*** RAW DATA ***

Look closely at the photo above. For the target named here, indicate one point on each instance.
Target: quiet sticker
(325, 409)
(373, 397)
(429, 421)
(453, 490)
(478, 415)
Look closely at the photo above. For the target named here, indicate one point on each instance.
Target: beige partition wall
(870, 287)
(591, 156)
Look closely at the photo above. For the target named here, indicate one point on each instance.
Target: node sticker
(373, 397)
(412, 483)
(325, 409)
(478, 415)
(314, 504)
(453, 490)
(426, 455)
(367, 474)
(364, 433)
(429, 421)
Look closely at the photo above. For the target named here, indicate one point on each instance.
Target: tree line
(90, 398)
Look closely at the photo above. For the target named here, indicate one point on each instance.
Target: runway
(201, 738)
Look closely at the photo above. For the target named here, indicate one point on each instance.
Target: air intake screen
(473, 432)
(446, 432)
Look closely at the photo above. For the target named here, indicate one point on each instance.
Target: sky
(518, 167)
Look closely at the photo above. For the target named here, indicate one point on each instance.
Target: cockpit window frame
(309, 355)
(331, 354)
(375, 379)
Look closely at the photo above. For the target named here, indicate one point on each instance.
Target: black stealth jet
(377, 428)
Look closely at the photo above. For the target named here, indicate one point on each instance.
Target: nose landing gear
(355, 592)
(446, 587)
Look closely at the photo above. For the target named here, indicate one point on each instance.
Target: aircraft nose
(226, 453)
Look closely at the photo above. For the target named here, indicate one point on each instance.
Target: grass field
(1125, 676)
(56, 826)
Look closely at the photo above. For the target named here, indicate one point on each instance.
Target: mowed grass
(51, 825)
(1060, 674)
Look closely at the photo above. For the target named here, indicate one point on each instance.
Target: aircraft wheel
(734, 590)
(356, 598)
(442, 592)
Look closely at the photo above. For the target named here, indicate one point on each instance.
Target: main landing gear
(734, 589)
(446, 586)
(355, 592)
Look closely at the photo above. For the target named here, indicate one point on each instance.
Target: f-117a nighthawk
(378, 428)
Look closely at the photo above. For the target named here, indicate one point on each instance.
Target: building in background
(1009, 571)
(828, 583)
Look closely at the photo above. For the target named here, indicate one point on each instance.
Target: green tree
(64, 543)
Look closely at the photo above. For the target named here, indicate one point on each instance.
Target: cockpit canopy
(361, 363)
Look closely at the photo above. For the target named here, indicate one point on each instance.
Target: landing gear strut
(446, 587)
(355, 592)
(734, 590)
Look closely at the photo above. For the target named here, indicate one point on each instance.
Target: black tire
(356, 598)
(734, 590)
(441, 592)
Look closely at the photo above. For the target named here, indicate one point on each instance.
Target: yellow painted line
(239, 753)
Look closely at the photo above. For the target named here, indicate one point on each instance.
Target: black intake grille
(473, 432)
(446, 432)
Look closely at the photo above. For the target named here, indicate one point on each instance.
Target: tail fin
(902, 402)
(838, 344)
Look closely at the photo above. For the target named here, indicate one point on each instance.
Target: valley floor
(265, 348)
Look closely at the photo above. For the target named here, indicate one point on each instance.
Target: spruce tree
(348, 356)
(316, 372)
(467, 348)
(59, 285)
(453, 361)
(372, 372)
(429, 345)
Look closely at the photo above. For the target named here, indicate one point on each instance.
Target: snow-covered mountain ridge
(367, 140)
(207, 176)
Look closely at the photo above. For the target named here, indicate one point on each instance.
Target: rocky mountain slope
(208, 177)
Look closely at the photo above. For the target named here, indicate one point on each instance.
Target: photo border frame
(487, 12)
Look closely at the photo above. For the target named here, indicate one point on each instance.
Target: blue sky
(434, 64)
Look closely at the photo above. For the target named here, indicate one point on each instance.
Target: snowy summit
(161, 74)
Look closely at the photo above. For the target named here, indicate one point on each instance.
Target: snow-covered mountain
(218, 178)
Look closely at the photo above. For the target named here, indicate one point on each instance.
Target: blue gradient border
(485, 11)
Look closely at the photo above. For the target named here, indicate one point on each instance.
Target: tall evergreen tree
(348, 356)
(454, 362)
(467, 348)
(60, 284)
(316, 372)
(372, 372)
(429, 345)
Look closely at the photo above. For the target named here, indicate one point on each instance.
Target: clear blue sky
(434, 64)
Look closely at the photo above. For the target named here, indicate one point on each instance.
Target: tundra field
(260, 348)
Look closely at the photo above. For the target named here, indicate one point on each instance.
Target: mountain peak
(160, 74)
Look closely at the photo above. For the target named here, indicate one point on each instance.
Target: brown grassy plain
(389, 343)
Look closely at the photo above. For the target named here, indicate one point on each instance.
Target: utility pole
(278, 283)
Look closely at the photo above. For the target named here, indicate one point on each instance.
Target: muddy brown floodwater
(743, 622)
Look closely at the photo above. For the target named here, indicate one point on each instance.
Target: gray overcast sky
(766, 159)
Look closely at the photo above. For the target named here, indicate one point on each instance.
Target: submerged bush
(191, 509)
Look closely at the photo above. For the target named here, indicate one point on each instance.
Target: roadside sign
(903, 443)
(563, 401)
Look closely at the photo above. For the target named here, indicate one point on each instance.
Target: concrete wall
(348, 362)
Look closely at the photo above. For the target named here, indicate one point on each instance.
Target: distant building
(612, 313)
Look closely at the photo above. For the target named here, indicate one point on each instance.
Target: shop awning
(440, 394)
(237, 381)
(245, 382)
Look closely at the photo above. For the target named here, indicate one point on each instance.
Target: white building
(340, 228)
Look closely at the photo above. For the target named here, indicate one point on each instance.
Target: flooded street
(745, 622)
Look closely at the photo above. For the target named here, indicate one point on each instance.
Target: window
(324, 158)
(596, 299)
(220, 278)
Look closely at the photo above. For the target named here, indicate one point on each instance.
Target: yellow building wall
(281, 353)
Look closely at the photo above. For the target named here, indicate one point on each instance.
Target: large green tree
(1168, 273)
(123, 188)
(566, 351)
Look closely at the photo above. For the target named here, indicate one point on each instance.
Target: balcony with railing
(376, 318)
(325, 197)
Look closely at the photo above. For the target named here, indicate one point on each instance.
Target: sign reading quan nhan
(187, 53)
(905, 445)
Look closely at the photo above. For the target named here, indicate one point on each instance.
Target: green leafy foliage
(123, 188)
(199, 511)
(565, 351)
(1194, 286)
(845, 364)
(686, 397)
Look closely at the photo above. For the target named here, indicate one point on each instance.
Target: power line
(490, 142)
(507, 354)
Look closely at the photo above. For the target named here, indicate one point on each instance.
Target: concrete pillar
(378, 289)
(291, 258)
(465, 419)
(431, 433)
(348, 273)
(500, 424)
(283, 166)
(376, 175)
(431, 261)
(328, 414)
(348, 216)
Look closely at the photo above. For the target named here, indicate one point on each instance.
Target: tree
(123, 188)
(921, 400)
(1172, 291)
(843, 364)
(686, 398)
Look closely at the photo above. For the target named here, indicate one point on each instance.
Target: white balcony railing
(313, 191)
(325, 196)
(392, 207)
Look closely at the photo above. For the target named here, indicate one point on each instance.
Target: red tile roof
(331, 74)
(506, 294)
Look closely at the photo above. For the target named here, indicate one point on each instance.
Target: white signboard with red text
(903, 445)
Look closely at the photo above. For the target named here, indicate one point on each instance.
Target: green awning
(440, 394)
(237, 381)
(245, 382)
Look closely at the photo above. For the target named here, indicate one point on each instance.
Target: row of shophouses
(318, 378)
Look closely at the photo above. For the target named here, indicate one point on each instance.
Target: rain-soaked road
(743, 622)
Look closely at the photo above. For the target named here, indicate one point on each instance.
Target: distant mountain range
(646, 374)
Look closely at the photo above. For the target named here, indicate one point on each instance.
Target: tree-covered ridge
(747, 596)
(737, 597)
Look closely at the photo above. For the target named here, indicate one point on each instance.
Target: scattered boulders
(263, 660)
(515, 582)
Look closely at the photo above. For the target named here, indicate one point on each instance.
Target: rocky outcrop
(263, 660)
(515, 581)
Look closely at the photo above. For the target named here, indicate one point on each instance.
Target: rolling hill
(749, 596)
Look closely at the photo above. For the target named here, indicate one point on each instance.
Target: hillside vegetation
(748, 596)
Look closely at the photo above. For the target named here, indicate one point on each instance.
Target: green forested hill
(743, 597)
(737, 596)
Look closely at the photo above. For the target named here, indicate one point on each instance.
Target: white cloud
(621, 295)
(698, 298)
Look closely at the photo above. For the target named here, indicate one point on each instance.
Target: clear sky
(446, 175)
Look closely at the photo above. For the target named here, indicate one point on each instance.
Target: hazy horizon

*** End of RAW DATA ***

Where the line containing "Target: distant mountain range" appears in the records above, begin copying and continue through the last line; copy each line exactly and include no others.

Target: distant mountain range
(646, 374)
Look closely at the photo above. For the target named here, indicate one point on each instance.
Target: tree-covered ridge
(747, 596)
(737, 597)
Look closely at the photo above. For the target named here, indicate one point on each instance.
Target: scattered boulders
(263, 660)
(515, 582)
Look closely at the photo above. For the target named here, indicate one point on each instance.
Target: rocky outcrop
(263, 660)
(515, 581)
Look closely at the photo above. For the target named here, indicate one point on each instance.
Target: rolling hill
(749, 596)
Look closely at the photo above. For the target named here, indicate one point on each instance.
Target: hillside vegetation
(748, 596)
Look closely at the photo above. For the target named here, indicate one point on each instance.
Target: green forested hill
(743, 597)
(737, 596)
Look closely at the photo above. For the target named here, indicate one point on each instance.
Target: white cloud
(621, 295)
(698, 298)
Look closely at the photo above. For the target named here, indicate one point on each instance.
Target: clear sky
(446, 175)
Look closely at the photo above. For the target named here, indicate one point on each instance.
Target: hazy horizon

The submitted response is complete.